- **Excerpted passage**:
Obamacare adds 400,000 after deadline, Sebelius reports

(Bloomberg) — About 400,000 people signed up for private health insurance under Obamacare since a deadline passed that was initially supposed to end enrollment, the U.S. health secretary said Thursday.

While the official enrollment period ended March 31, the Obama administration said that people who tried to sign up before the deadline would have until April 15 to complete their applications. The late enrollees bring the total number to 7.5 million in private health plans, Kathleen Sebelius, the secretary of the Department of Health and Human Services said at a Senate hearing.

The total enrollment eclipses a Congressional Budget Office estimate of 7 million set last year. Senator Orrin Hatch, a Utah Republican, called the figure a “false metric” in an opening statement at the hearing, and questioned Sebelius about how many people who signed up under the law previously lacked health insurance.

“I do not have data to give you right now in terms of who exactly was previously uninsured,” she said. “We are collecting that.”

She said a RAND Corp. study released this week estimated that 9.3 million people had gained insurance under the Affordable Care Act, including through new private plans sold through insurance exchanges and an expansion of Medicaid in about half the states.

“Those numbers are going to be much more significant by the time we tally the newcomers,” Sebelius said.

Hatch criticized the administration’s spending to begin the law. He said the government spent $736 million advertising the new insurance programs, and $1.3 billion in total, including the costs of setting up the federal healthcare.gov website and call centers to provide phone assistance to those signing up.

“These are enormous sums of money” given the number of people enrolled, he said.

- **Material supplied**:

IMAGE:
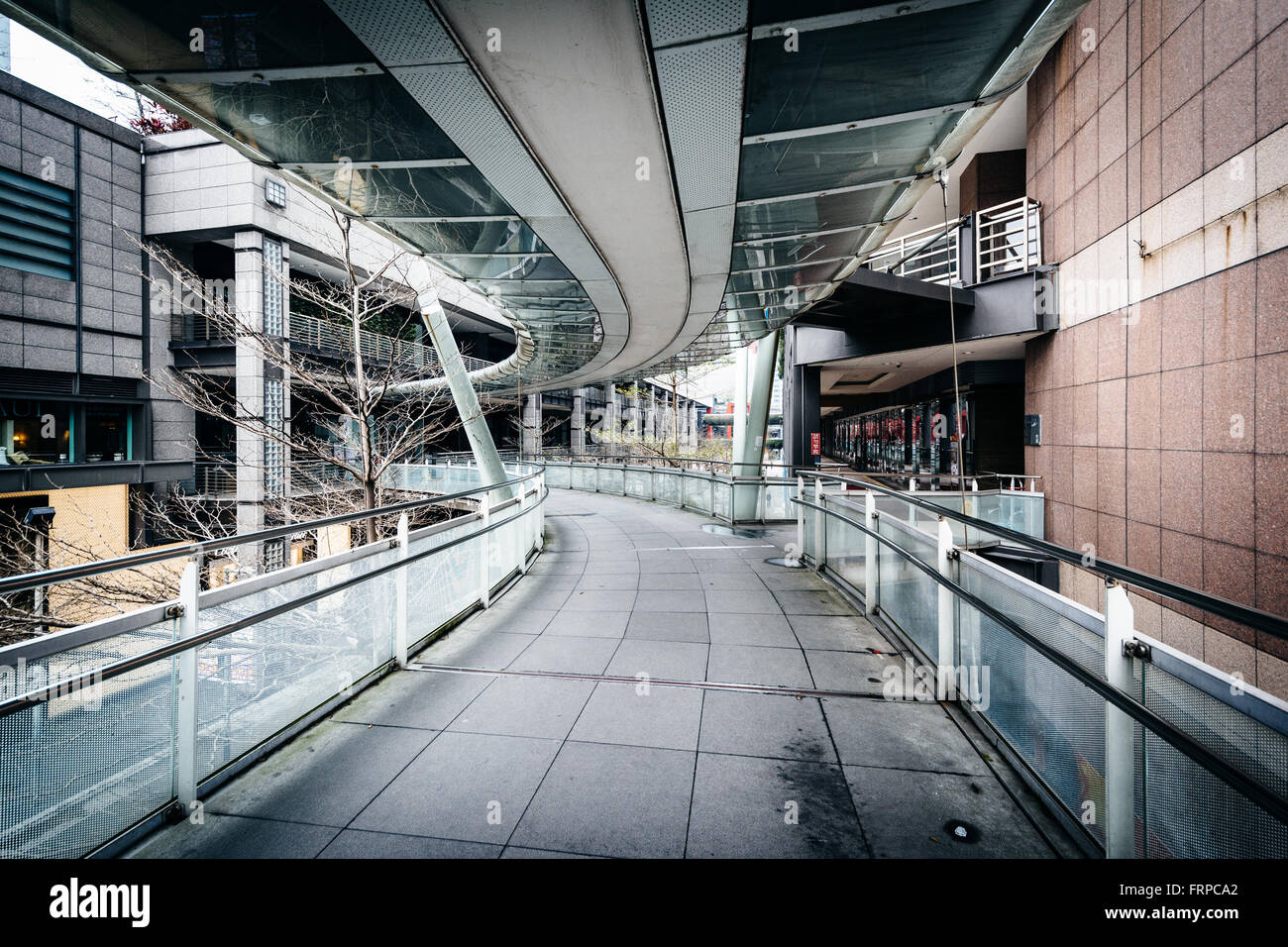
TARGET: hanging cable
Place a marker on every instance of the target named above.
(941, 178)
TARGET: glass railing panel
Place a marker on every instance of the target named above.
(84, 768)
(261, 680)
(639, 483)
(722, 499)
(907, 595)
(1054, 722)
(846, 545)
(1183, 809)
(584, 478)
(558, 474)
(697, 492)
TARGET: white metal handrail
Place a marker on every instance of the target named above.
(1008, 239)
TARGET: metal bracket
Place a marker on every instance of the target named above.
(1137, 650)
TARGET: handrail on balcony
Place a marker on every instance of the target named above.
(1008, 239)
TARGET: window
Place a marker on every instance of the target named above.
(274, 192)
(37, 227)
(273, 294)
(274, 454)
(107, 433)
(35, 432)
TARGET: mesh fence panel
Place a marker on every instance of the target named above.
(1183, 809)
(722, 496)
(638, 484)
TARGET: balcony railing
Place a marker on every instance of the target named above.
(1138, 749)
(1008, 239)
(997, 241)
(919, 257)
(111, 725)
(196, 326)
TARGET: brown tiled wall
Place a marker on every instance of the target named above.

- **What is needed**:
Using the Obamacare enrollment article, list every number of people it reports and state what each number measures.

- **Your response**:
- About 400,000: people who signed up for private health insurance under Obamacare after the deadline that was first meant to end enrollment.
- 7.5 million: the total number of people in private health plans, including the late enrollees.
- 7 million: the Congressional Budget Office estimate set last year, which total enrollment exceeds.
- 9.3 million: the RAND Corp. study's estimate of people who gained insurance under the Affordable Care Act, through new private plans sold on insurance exchanges and through the Medicaid expansion in about half the states.